> Work to be completed: Could you print every item below word for word, leaving the pictures out of your reply?

---- Data records

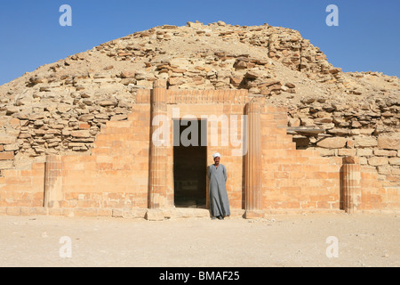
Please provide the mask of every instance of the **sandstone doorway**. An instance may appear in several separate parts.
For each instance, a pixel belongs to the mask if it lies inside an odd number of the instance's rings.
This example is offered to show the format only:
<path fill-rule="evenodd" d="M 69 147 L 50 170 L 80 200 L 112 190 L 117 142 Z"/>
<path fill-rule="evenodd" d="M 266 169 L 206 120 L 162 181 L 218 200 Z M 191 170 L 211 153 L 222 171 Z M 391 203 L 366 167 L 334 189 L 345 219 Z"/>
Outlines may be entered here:
<path fill-rule="evenodd" d="M 173 120 L 174 205 L 206 204 L 207 120 Z"/>

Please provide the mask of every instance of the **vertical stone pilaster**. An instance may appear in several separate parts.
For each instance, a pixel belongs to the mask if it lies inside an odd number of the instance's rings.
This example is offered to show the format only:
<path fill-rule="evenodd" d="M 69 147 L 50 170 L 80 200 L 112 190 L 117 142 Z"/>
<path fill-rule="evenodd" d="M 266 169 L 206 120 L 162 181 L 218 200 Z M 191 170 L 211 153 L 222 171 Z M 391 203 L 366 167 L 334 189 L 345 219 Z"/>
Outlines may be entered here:
<path fill-rule="evenodd" d="M 353 214 L 361 206 L 361 168 L 356 157 L 343 158 L 342 167 L 343 208 Z"/>
<path fill-rule="evenodd" d="M 165 142 L 160 141 L 159 137 L 155 133 L 157 129 L 162 127 L 164 124 L 169 122 L 163 122 L 160 124 L 154 124 L 155 118 L 167 118 L 167 92 L 166 81 L 156 80 L 154 83 L 154 88 L 151 92 L 150 103 L 150 153 L 149 153 L 149 184 L 148 184 L 148 208 L 157 209 L 163 208 L 172 208 L 173 201 L 168 199 L 167 193 L 167 146 Z M 156 120 L 159 122 L 158 120 Z M 162 125 L 163 124 L 163 125 Z M 153 126 L 155 125 L 155 126 Z M 171 195 L 170 195 L 171 196 Z"/>
<path fill-rule="evenodd" d="M 60 208 L 62 200 L 61 157 L 47 155 L 44 164 L 44 208 Z"/>
<path fill-rule="evenodd" d="M 246 104 L 248 148 L 245 154 L 244 217 L 263 216 L 261 177 L 261 108 L 257 102 Z"/>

--------

> Output for this task:
Please provide the mask of every instance of the **sandstone doorway**. An instance may appear in several separate parts.
For each instance, a pixel belongs to the mask if it lies inside an odd number of the instance's rings.
This example is offered to show the format only:
<path fill-rule="evenodd" d="M 69 147 L 50 170 L 80 200 L 112 190 L 117 142 Z"/>
<path fill-rule="evenodd" d="M 266 169 L 206 120 L 162 181 L 218 200 Z M 191 170 L 211 153 L 222 171 Z M 391 203 L 366 167 L 334 189 L 345 219 Z"/>
Outlines may be entered here:
<path fill-rule="evenodd" d="M 173 120 L 174 205 L 206 204 L 207 120 Z"/>

Please provide the mask of every instance of the **vertical stone pilaster**. An instance may appear in several separate parts.
For each instance, a pixel belongs to the mask if it lies inside an odd number of the instance's rings.
This example is offered to show the format only:
<path fill-rule="evenodd" d="M 69 147 L 50 170 L 80 200 L 112 190 L 117 142 Z"/>
<path fill-rule="evenodd" d="M 266 169 L 206 120 L 162 181 L 218 200 Z M 191 170 L 211 153 L 222 171 Z M 391 203 L 366 167 L 334 189 L 345 219 Z"/>
Outlines may be entered here:
<path fill-rule="evenodd" d="M 353 214 L 361 206 L 361 168 L 356 157 L 343 158 L 342 167 L 343 208 Z"/>
<path fill-rule="evenodd" d="M 165 142 L 160 141 L 159 137 L 155 133 L 157 129 L 162 127 L 164 124 L 169 122 L 163 122 L 160 124 L 154 124 L 155 118 L 167 118 L 167 92 L 166 81 L 156 80 L 154 83 L 154 88 L 151 92 L 150 103 L 150 153 L 149 153 L 149 184 L 148 184 L 148 208 L 157 209 L 163 208 L 172 208 L 173 201 L 168 199 L 167 193 L 167 146 Z M 156 120 L 159 122 L 158 120 Z M 162 125 L 163 124 L 163 125 Z M 153 126 L 155 125 L 155 126 Z M 171 195 L 170 195 L 171 196 Z"/>
<path fill-rule="evenodd" d="M 60 208 L 62 200 L 61 157 L 47 155 L 44 164 L 44 208 Z"/>
<path fill-rule="evenodd" d="M 246 104 L 248 148 L 245 154 L 244 217 L 263 216 L 261 177 L 261 108 L 257 102 Z"/>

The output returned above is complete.